[WHAT TO PRODUCE]:
Locate every line in the listing below that contains the word "green" and copy each of those lines in full.

[SOURCE DATA]:
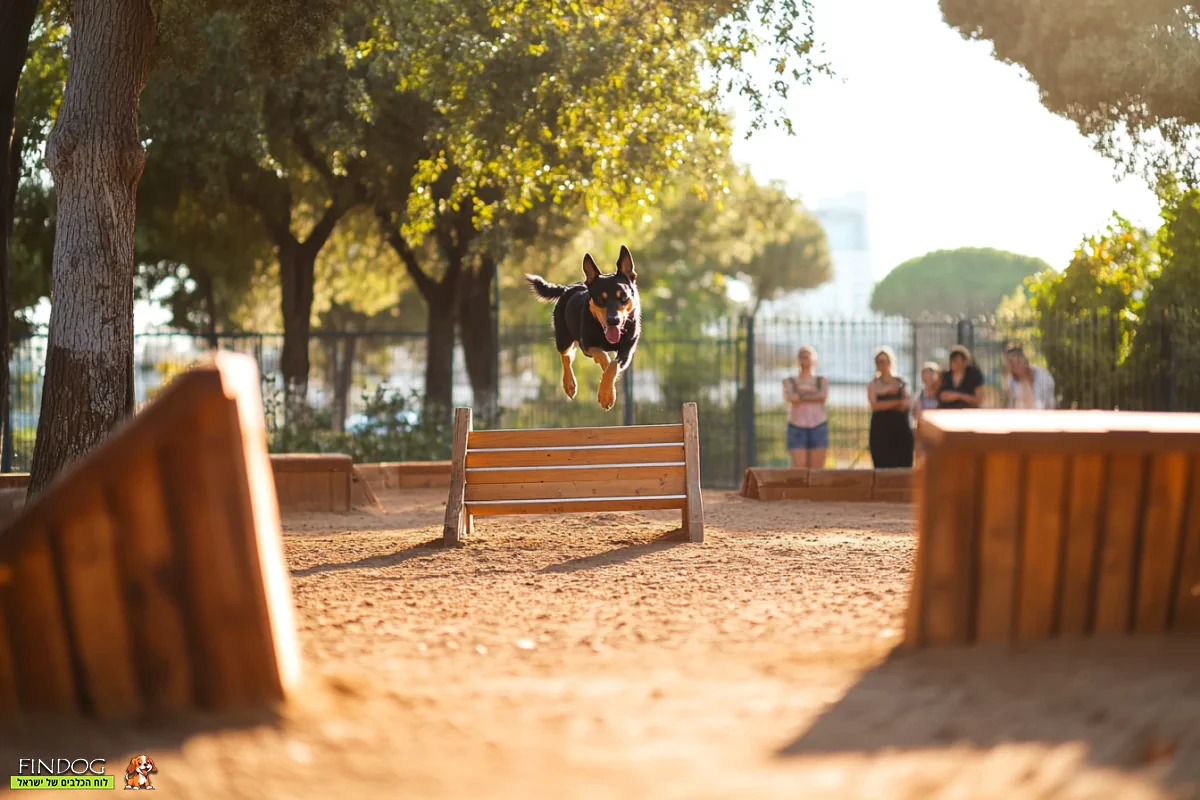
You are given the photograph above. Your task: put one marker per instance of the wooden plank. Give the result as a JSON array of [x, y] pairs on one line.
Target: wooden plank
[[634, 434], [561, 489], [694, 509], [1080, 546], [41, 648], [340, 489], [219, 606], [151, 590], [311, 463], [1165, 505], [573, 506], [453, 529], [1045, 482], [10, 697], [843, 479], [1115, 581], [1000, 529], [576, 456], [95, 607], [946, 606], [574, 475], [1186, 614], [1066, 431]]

--

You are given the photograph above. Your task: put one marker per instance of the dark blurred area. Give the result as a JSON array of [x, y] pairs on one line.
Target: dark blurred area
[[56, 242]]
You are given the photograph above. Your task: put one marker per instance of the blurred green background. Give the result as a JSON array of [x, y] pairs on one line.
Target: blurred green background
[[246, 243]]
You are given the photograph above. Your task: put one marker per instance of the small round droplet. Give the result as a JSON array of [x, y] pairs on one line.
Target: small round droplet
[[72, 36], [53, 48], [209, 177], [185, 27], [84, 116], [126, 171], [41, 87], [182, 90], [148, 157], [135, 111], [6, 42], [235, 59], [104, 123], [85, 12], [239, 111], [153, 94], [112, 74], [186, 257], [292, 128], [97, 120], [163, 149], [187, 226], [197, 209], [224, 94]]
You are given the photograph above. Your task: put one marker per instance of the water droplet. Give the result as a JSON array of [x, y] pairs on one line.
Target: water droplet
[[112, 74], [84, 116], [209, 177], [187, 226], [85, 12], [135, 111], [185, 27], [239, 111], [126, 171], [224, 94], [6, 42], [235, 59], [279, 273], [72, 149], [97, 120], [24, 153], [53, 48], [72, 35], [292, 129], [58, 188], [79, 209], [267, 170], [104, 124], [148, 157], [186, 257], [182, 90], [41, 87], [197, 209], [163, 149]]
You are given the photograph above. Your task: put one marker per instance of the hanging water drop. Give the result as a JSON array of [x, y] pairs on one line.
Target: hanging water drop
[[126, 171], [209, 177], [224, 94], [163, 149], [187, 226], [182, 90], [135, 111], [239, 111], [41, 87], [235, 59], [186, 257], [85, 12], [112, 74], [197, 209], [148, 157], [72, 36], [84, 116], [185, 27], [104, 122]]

---

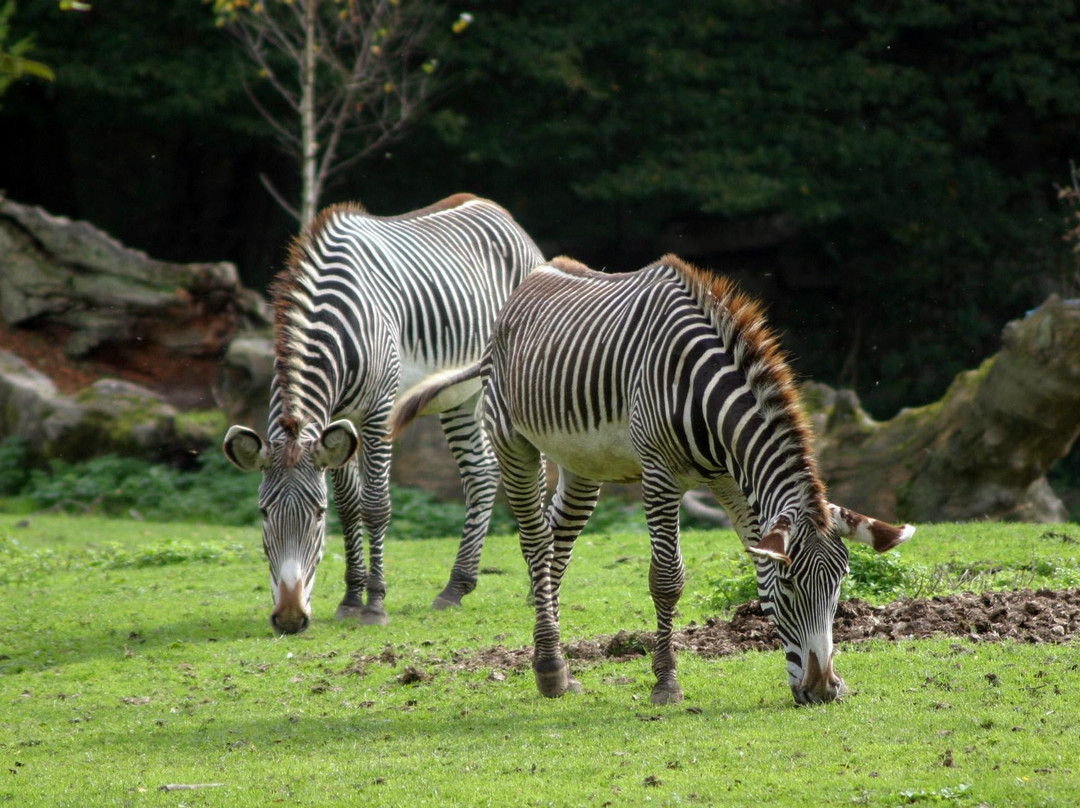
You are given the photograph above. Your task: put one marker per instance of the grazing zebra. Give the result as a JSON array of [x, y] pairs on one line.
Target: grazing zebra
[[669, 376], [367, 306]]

[OUTPUT OF THE TASK]:
You are given the photograph above. Your task: put one marker per instance of the blurred green background. Give the result as a JSON array of [x, y] pairs on one line.
Target: blurred green background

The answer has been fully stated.